### Your goal
Please reproduce every line of the material below verbatim, from start to finish.

++++++++++++++++++++

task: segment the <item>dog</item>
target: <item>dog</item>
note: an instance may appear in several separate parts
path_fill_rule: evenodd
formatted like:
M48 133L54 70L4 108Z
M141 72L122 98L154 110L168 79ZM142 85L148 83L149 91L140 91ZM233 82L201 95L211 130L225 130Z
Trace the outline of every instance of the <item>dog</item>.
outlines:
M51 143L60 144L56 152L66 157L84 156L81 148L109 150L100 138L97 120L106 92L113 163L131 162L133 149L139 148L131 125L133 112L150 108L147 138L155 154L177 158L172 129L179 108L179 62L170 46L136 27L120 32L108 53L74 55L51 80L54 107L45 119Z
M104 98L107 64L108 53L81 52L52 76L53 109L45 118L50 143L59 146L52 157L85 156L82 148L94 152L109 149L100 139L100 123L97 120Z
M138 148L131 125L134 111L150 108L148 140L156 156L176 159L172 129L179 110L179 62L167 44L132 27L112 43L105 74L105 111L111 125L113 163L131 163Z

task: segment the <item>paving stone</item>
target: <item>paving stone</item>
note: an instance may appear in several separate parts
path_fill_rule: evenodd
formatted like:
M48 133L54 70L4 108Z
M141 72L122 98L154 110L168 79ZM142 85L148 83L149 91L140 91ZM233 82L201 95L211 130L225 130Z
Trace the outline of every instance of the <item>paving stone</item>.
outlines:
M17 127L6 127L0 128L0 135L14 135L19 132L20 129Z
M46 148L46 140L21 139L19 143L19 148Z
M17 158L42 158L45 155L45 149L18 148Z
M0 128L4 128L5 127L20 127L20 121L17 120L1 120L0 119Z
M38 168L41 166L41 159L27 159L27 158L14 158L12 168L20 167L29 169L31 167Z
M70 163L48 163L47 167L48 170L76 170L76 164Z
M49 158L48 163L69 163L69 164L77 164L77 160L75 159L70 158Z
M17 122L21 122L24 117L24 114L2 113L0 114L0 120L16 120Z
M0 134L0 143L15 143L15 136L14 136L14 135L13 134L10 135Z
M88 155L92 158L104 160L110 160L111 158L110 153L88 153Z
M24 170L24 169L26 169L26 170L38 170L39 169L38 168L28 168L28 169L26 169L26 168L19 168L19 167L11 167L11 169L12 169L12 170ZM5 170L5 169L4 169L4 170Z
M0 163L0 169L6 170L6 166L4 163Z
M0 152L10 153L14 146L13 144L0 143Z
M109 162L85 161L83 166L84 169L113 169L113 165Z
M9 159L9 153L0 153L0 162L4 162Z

++++++++++++++++++++

### Written solution
task: segment the <item>dog</item>
target: <item>dog</item>
note: an instance may appear in several separate parts
path_fill_rule: evenodd
formatted like:
M48 133L54 70L4 108Z
M141 72L122 98L154 110L168 79ZM142 85L148 83L149 91L140 91ZM233 82L201 95L211 130L225 130Z
Trace the outline of every instance of the <item>dog</item>.
outlines:
M51 143L60 144L56 152L66 157L84 156L81 148L109 150L100 138L97 120L106 92L113 163L131 162L133 149L139 148L131 125L133 112L150 108L147 138L155 154L177 158L172 129L179 108L179 62L170 46L136 27L120 32L108 53L74 55L51 80L54 107L45 119Z
M104 98L107 64L108 53L81 52L52 76L53 109L45 118L50 143L59 146L52 157L85 156L82 148L94 152L109 149L100 139L100 123L97 120Z
M138 148L131 125L134 111L150 108L148 140L156 156L176 159L172 129L179 110L179 62L167 44L132 27L112 43L105 74L105 111L111 125L113 163L131 163Z

task: segment the <item>paving stone</item>
target: <item>paving stone</item>
note: an instance may appear in several separate parts
path_fill_rule: evenodd
formatted like:
M48 133L54 70L4 108Z
M141 72L122 98L154 110L168 79ZM142 85L148 83L149 91L140 91ZM233 82L201 95L211 130L225 130Z
Trace the outline of every instance of the <item>paving stone</item>.
outlines:
M17 127L6 127L0 128L0 135L14 135L19 132L20 129Z
M46 148L46 140L21 139L19 143L19 148Z
M17 158L42 158L45 155L45 149L18 148Z
M0 128L4 128L5 127L20 127L20 121L17 120L1 120L0 119Z
M38 168L41 166L41 159L27 159L27 158L14 158L12 168L20 167L29 169L31 167Z
M70 163L48 163L47 167L48 170L76 170L76 164Z
M49 158L48 163L69 163L69 164L77 164L77 160L75 159L70 158Z
M17 122L21 122L24 117L24 114L2 113L0 114L0 120L16 120Z
M0 134L0 143L15 143L15 136L14 136L14 135L13 134L10 135Z
M88 155L92 158L104 160L110 160L111 158L110 153L88 153Z
M24 170L24 169L26 169L26 170L38 170L39 169L38 168L28 168L28 169L26 169L26 168L19 168L19 167L11 167L11 169L12 169L12 170ZM5 170L5 169L4 169L4 170Z
M0 163L0 169L6 170L6 166L4 163Z
M0 152L10 153L14 146L13 144L0 143Z
M109 162L85 161L83 166L84 169L113 169L113 165Z
M9 159L9 153L0 153L0 162L4 162Z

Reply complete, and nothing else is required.